• _Texto_
== == ==

Ambos poderes fueron más completamente materializados todavía, de manera que hubo el olor de sanidad y el olor a diablo, sambenito que les cayó en lote al azufre y al ozono, resultante de la condensación del oxígeno del aire por el rayo. Naturalmente contra las partículas de poder diabólico en los sortilegios, daños, encantamientos y maleficios, bastaban las partículas de poder divino contenidas en las bendiciones, el bautismo, las reliquias y escapularios, o el puño en cruz; como basta el puño en cuernos contra la jettatura o el catorce contra el trece.

De la misma naturaleza, origen, materiales, formas y estructura inmoral de los dioses monstruosamente horribles y bárbaros de los pueblos salvajes, es el diablo: aterrador, seductor, astuto, traidor, hipócrita, dañino de oficio, perverso de profesión, deleitándose en el mal de los niños y de los adultos, obligados por las creencias de sus mayores a vivir en peligro perpetuo y en guardia permanente contra sus incansables asechanzas, especialmente encaminadas a malear a los buenos, para hacerlos caer, por la condenación divina, en su rebaño de condenados perpetuos, habiendo él mismo llegado a la impunidad absoluta de sus maldades ulteriores por haber incurrido desde la primera en el máximum de castigo. El ubicuo diablo cristiano es el subdiós de la iniquidad, el summum del salvajismo sobrenatural.

Eterno e indestructible por construcción imaginaria, los ritos y las ceremonias mágicas no son más que una organización defensiva permanente contra sus poderes mágicos inextinguibles; los santos y los ángeles son una especie de gendarmería espiritual también, eficaz para herirlo y alejarlo, pero impotente para matarlo, porque está muerto. Consideramos que la impunidad de las malvados es desmoralizadora, pero no existe perversidad más grande y más impune que la de Satanás y sus legiones; si nuestros caudillos bárbaros han sido feroces, es porque el infierno y no el cielo era el más fuerte componente de las supersticiones de su espíritu.

En el ambiente de patrones apenas alfabetos, y de sirvientes y trabajadores totalmente analfabetos en que transcurría nuestra infancia, todos temían y nadie había visto nunca a Dios; pero todos habían visto, oído, olido o sentido al diablo, rondándoles el alma o pisándoles los talones, en mil circunstancias nocturnas o aun diurnas.

== == ==

• _Registros_
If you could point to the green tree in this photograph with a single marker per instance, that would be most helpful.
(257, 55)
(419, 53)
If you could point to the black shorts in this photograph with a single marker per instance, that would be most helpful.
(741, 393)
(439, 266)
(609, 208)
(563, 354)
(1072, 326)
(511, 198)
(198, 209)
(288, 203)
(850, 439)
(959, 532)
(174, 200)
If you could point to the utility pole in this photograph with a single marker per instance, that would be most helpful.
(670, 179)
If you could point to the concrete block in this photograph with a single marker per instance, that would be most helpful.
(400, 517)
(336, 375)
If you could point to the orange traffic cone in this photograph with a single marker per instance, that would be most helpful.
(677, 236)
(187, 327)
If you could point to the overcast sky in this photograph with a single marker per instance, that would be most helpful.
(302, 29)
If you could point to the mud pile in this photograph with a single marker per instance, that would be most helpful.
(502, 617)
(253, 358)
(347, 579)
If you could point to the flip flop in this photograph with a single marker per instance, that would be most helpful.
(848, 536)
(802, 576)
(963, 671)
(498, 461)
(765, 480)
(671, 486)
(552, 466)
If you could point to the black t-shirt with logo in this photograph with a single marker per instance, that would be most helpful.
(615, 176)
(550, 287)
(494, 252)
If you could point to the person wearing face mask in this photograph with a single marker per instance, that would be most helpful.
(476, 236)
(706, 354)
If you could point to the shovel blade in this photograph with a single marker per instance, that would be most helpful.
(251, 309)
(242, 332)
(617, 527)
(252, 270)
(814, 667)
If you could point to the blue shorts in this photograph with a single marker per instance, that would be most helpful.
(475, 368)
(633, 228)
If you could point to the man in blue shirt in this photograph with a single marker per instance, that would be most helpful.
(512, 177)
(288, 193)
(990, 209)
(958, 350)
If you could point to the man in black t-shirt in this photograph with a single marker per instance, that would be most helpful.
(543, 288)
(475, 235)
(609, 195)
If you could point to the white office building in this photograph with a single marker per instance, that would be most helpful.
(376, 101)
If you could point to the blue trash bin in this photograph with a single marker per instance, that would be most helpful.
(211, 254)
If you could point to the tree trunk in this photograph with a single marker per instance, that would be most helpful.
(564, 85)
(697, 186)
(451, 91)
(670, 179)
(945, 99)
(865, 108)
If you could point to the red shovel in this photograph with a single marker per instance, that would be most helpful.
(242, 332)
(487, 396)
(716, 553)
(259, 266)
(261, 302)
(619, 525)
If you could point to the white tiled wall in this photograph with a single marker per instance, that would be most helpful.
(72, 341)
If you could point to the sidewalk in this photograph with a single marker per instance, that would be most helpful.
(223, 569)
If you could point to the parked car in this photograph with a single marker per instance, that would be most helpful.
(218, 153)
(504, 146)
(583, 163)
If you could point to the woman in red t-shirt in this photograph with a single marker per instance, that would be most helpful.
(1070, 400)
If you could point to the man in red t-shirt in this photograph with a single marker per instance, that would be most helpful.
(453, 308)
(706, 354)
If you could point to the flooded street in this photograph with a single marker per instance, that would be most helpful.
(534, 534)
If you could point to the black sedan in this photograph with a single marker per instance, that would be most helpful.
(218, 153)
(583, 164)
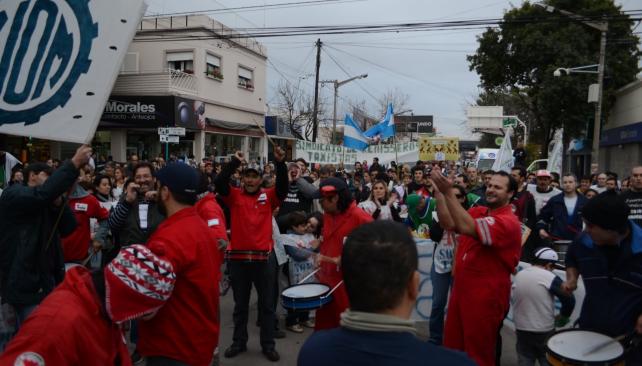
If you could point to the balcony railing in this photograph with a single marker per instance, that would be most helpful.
(156, 83)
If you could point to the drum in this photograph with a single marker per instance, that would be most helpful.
(247, 256)
(561, 247)
(306, 296)
(572, 347)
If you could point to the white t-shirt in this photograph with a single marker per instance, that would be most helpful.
(541, 198)
(534, 306)
(570, 203)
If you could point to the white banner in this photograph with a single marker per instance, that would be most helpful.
(421, 312)
(59, 62)
(314, 152)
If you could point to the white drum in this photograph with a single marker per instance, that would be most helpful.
(573, 346)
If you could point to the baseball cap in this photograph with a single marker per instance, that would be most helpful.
(543, 173)
(330, 187)
(179, 178)
(546, 254)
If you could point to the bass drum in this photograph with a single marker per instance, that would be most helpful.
(572, 347)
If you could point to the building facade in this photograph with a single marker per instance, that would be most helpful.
(191, 72)
(621, 137)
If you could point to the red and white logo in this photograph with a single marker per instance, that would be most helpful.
(29, 359)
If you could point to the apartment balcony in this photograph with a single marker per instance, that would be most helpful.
(154, 83)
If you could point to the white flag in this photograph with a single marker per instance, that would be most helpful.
(59, 62)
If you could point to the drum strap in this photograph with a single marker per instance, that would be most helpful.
(372, 322)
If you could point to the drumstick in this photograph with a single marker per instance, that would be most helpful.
(604, 344)
(335, 287)
(308, 276)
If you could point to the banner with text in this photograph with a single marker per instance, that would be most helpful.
(59, 62)
(438, 148)
(314, 152)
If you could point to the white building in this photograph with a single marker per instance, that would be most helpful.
(191, 72)
(621, 137)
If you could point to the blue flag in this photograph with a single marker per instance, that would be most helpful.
(385, 128)
(353, 138)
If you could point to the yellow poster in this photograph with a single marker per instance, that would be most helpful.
(438, 148)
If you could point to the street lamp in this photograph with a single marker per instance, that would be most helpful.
(337, 84)
(603, 27)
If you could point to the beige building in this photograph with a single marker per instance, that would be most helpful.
(191, 72)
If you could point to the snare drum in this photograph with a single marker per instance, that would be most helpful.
(306, 296)
(570, 347)
(247, 256)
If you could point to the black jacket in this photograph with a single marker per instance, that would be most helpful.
(30, 265)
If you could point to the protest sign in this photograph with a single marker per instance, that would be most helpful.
(59, 62)
(438, 148)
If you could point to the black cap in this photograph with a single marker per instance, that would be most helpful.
(607, 210)
(330, 186)
(179, 178)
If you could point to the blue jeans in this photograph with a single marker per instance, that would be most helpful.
(440, 286)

== == ==

• _Ejercicio 1_
Reescribe el texto, todo lo que va desde "Eterno e indestructible" hasta "de su espíritu.", y pon "policía" en lugar de "gendarmería".
• _Ejercicio 2_
Según el texto, ¿a qué dos sustancias les cayó el sambenito del olor a diablo?

• _Solución 1_
Eterno e indestructible por construcción imaginaria, los ritos y las ceremonias mágicas no son más que una organización defensiva permanente contra sus poderes mágicos inextinguibles; los santos y los ángeles son una especie de policía espiritual también, eficaz para herirlo y alejarlo, pero impotente para matarlo, porque está muerto. Consideramos que la impunidad de las malvados es desmoralizadora, pero no existe perversidad más grande y más impune que la de Satanás y sus legiones; si nuestros caudillos bárbaros han sido feroces, es porque el infierno y no el cielo era el más fuerte componente de las supersticiones de su espíritu.

• _Solución 2_
Al azufre y al ozono.